(Data for this task begins)

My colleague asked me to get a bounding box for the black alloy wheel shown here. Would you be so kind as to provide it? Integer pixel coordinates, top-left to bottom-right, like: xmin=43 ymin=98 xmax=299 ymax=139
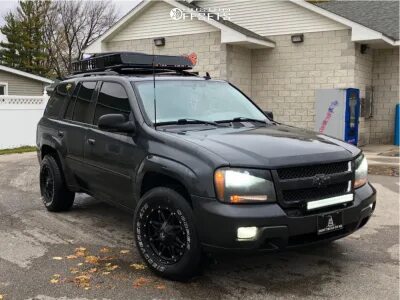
xmin=134 ymin=187 xmax=201 ymax=280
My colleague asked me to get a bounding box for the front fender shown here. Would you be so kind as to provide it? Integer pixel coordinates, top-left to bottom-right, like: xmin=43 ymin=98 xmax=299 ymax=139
xmin=136 ymin=155 xmax=200 ymax=198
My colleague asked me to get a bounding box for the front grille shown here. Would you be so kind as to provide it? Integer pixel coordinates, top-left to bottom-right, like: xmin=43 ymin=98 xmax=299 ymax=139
xmin=282 ymin=182 xmax=349 ymax=203
xmin=277 ymin=161 xmax=349 ymax=180
xmin=275 ymin=160 xmax=353 ymax=214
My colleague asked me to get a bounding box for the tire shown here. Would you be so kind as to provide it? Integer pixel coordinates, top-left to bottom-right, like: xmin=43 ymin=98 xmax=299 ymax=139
xmin=40 ymin=155 xmax=75 ymax=212
xmin=133 ymin=187 xmax=201 ymax=281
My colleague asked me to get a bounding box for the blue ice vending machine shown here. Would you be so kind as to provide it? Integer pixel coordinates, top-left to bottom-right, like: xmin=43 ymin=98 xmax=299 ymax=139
xmin=315 ymin=88 xmax=360 ymax=145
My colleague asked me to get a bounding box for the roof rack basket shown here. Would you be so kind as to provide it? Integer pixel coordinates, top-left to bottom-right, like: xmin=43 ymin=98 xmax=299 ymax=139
xmin=72 ymin=52 xmax=194 ymax=74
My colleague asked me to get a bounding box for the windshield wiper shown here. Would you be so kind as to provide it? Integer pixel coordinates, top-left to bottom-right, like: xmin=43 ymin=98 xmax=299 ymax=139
xmin=156 ymin=118 xmax=226 ymax=127
xmin=216 ymin=117 xmax=267 ymax=124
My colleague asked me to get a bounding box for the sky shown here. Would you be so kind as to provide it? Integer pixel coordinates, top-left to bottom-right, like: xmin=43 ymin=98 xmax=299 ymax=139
xmin=0 ymin=0 xmax=142 ymax=41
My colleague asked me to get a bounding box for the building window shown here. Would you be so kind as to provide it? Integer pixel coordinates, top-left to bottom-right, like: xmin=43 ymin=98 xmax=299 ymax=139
xmin=0 ymin=83 xmax=8 ymax=95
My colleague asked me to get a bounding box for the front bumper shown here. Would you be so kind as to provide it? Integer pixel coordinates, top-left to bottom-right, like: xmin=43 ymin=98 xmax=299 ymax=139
xmin=192 ymin=182 xmax=376 ymax=252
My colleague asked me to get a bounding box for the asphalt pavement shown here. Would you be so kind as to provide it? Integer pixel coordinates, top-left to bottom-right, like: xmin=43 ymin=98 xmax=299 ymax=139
xmin=0 ymin=152 xmax=398 ymax=300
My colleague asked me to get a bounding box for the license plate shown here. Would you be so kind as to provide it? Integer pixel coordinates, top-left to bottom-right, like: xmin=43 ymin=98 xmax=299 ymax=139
xmin=317 ymin=211 xmax=343 ymax=235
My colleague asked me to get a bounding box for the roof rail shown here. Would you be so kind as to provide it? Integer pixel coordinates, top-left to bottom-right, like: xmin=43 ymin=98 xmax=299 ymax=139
xmin=72 ymin=52 xmax=195 ymax=75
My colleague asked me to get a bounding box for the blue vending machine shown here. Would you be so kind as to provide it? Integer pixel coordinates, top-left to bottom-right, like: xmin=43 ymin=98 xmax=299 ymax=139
xmin=314 ymin=88 xmax=360 ymax=145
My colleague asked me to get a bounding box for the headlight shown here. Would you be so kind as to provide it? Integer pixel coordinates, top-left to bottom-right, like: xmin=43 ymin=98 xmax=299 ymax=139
xmin=214 ymin=168 xmax=276 ymax=203
xmin=354 ymin=154 xmax=368 ymax=188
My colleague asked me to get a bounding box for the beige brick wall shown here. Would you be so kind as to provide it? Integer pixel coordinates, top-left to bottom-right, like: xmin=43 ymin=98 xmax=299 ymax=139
xmin=252 ymin=29 xmax=356 ymax=129
xmin=370 ymin=48 xmax=400 ymax=144
xmin=102 ymin=29 xmax=398 ymax=145
xmin=354 ymin=44 xmax=373 ymax=145
xmin=226 ymin=45 xmax=252 ymax=96
xmin=104 ymin=32 xmax=226 ymax=79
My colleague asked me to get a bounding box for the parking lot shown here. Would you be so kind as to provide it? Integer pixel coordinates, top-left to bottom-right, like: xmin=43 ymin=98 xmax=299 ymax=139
xmin=0 ymin=152 xmax=398 ymax=300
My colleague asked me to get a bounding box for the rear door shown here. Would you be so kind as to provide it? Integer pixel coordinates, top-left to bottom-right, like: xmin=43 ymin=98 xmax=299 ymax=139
xmin=59 ymin=81 xmax=97 ymax=191
xmin=85 ymin=81 xmax=140 ymax=209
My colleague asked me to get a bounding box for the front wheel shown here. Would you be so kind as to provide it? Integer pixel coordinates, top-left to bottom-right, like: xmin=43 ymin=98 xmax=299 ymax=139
xmin=133 ymin=187 xmax=201 ymax=281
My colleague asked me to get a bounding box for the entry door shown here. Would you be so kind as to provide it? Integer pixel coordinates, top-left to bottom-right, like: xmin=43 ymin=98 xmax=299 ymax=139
xmin=84 ymin=81 xmax=143 ymax=210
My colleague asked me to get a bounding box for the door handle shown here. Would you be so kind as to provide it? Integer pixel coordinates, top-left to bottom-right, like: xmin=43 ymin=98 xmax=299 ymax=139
xmin=87 ymin=138 xmax=96 ymax=145
xmin=57 ymin=131 xmax=64 ymax=138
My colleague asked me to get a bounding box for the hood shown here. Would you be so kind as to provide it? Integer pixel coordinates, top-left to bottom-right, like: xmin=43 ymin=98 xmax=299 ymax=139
xmin=167 ymin=124 xmax=360 ymax=168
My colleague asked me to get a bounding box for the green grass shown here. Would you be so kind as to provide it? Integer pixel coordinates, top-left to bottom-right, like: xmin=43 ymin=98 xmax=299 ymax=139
xmin=0 ymin=146 xmax=37 ymax=155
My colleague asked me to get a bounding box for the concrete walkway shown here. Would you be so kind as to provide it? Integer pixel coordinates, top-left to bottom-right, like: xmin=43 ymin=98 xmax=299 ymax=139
xmin=361 ymin=144 xmax=399 ymax=176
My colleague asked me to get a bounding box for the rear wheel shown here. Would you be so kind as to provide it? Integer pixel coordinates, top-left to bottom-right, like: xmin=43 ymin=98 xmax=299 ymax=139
xmin=134 ymin=187 xmax=201 ymax=281
xmin=40 ymin=155 xmax=75 ymax=212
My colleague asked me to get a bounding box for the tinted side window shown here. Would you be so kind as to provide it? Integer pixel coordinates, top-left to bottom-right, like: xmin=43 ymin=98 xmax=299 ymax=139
xmin=45 ymin=84 xmax=69 ymax=118
xmin=64 ymin=83 xmax=80 ymax=120
xmin=94 ymin=82 xmax=131 ymax=125
xmin=72 ymin=81 xmax=96 ymax=123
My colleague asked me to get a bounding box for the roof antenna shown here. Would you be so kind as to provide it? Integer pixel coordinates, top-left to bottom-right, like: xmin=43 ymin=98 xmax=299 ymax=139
xmin=152 ymin=47 xmax=157 ymax=130
xmin=204 ymin=72 xmax=211 ymax=80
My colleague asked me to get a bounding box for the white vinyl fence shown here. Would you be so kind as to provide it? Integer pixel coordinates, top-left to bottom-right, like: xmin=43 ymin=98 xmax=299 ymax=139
xmin=0 ymin=95 xmax=49 ymax=149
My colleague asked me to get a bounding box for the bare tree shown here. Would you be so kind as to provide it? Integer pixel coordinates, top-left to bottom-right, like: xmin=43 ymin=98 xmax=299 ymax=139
xmin=44 ymin=1 xmax=117 ymax=78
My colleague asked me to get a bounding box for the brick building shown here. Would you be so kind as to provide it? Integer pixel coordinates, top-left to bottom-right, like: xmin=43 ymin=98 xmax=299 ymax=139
xmin=85 ymin=0 xmax=399 ymax=145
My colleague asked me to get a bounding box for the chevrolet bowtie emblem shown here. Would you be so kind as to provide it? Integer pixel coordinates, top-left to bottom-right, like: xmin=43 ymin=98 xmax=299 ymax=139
xmin=312 ymin=174 xmax=330 ymax=187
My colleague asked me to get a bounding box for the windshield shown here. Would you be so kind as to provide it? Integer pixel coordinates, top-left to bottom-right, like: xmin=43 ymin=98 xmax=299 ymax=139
xmin=133 ymin=80 xmax=267 ymax=124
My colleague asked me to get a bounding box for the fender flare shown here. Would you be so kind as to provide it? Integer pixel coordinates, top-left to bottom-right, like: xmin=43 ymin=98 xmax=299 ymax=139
xmin=135 ymin=155 xmax=199 ymax=198
xmin=40 ymin=135 xmax=77 ymax=189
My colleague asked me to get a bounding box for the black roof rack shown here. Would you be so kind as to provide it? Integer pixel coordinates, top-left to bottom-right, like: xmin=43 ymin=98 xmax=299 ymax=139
xmin=72 ymin=52 xmax=195 ymax=75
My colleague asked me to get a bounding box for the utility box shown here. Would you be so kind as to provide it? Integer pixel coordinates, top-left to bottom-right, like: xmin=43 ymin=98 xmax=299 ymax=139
xmin=315 ymin=88 xmax=360 ymax=145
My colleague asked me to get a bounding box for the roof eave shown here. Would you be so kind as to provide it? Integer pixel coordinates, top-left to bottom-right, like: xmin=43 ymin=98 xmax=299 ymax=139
xmin=0 ymin=65 xmax=53 ymax=84
xmin=291 ymin=0 xmax=398 ymax=47
xmin=165 ymin=0 xmax=275 ymax=48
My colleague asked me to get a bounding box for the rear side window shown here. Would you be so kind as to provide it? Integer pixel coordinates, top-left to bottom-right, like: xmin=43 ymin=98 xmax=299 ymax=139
xmin=72 ymin=81 xmax=96 ymax=123
xmin=64 ymin=83 xmax=80 ymax=120
xmin=94 ymin=82 xmax=131 ymax=125
xmin=45 ymin=84 xmax=69 ymax=118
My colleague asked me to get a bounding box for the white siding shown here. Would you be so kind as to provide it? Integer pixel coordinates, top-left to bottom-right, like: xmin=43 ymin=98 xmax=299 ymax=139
xmin=197 ymin=0 xmax=347 ymax=36
xmin=109 ymin=1 xmax=218 ymax=42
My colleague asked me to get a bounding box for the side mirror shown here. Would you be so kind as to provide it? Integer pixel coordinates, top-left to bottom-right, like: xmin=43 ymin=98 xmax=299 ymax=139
xmin=98 ymin=114 xmax=135 ymax=133
xmin=264 ymin=111 xmax=274 ymax=120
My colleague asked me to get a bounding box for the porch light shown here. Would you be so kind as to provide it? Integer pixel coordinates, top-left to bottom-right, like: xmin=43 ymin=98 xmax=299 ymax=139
xmin=154 ymin=37 xmax=166 ymax=47
xmin=291 ymin=34 xmax=304 ymax=43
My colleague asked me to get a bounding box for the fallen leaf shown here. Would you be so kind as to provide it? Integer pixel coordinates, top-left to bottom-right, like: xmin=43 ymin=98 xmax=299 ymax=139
xmin=77 ymin=263 xmax=83 ymax=266
xmin=75 ymin=247 xmax=87 ymax=257
xmin=120 ymin=250 xmax=130 ymax=254
xmin=105 ymin=265 xmax=119 ymax=271
xmin=155 ymin=284 xmax=166 ymax=290
xmin=85 ymin=256 xmax=100 ymax=264
xmin=66 ymin=255 xmax=78 ymax=259
xmin=52 ymin=257 xmax=63 ymax=260
xmin=50 ymin=275 xmax=60 ymax=284
xmin=0 ymin=294 xmax=3 ymax=300
xmin=74 ymin=275 xmax=91 ymax=288
xmin=100 ymin=247 xmax=110 ymax=253
xmin=133 ymin=277 xmax=151 ymax=288
xmin=130 ymin=263 xmax=146 ymax=270
xmin=70 ymin=267 xmax=79 ymax=274
xmin=88 ymin=268 xmax=98 ymax=273
xmin=84 ymin=287 xmax=91 ymax=290
xmin=105 ymin=262 xmax=112 ymax=267
xmin=102 ymin=271 xmax=111 ymax=275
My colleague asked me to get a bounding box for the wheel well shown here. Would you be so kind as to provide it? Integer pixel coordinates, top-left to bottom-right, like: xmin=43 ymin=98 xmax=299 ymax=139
xmin=41 ymin=145 xmax=62 ymax=168
xmin=140 ymin=172 xmax=191 ymax=204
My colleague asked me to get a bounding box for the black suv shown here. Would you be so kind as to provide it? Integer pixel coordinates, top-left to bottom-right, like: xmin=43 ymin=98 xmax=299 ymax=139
xmin=37 ymin=52 xmax=376 ymax=280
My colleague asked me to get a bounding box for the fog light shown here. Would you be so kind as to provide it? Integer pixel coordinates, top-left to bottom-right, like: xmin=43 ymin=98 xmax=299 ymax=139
xmin=237 ymin=227 xmax=258 ymax=240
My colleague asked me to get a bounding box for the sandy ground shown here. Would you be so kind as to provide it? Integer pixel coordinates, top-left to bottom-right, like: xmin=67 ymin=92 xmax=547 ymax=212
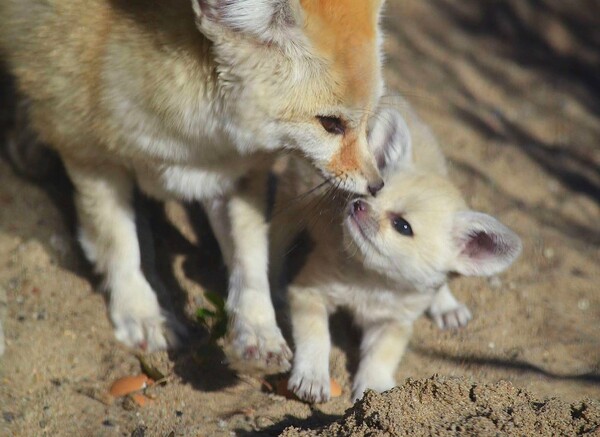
xmin=0 ymin=1 xmax=599 ymax=436
xmin=282 ymin=375 xmax=600 ymax=436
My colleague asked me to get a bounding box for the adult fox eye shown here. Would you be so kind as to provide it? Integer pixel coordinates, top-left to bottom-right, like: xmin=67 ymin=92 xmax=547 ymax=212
xmin=392 ymin=216 xmax=413 ymax=237
xmin=317 ymin=115 xmax=345 ymax=135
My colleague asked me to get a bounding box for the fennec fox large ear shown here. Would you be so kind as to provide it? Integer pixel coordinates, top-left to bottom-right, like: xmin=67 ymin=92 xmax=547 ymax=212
xmin=451 ymin=211 xmax=523 ymax=277
xmin=368 ymin=107 xmax=412 ymax=176
xmin=192 ymin=0 xmax=301 ymax=45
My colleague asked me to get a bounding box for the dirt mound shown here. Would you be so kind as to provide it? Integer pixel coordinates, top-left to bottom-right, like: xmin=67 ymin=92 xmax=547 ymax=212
xmin=282 ymin=375 xmax=600 ymax=436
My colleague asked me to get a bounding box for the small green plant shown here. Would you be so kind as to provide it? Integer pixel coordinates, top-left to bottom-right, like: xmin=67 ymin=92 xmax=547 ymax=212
xmin=196 ymin=290 xmax=227 ymax=342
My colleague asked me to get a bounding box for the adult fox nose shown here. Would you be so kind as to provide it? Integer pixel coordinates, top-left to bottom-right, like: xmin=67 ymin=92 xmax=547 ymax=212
xmin=367 ymin=178 xmax=385 ymax=197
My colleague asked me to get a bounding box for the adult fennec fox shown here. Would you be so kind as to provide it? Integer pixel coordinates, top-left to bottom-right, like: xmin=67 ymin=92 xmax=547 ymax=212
xmin=0 ymin=0 xmax=387 ymax=372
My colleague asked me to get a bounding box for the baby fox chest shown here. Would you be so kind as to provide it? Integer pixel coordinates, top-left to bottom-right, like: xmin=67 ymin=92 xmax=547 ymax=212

(Data for this task ends)

Copy, without any change, the lines above from the one containing "adult fox nose" to the end, both ends included. Add nothing else.

My colleague asked me to get a bounding box for the adult fox nose shown here. Would you be so kind as to provide it? Integer pixel coordinates, top-left to bottom-right, like: xmin=67 ymin=92 xmax=547 ymax=212
xmin=367 ymin=178 xmax=385 ymax=197
My colleague asked me to get a bounding box for the adult fennec fox shown here. Would you be so kind as to provide it? Integer pixel coordinates, top-left to bottom-right, like: xmin=67 ymin=92 xmax=547 ymax=212
xmin=0 ymin=0 xmax=387 ymax=372
My colleague asked me to get a bounding box for the baby fox chest shown here. Would you be so kind as to provide it? Integer pixel coordinates, top-left to bottom-right, like: xmin=67 ymin=92 xmax=547 ymax=212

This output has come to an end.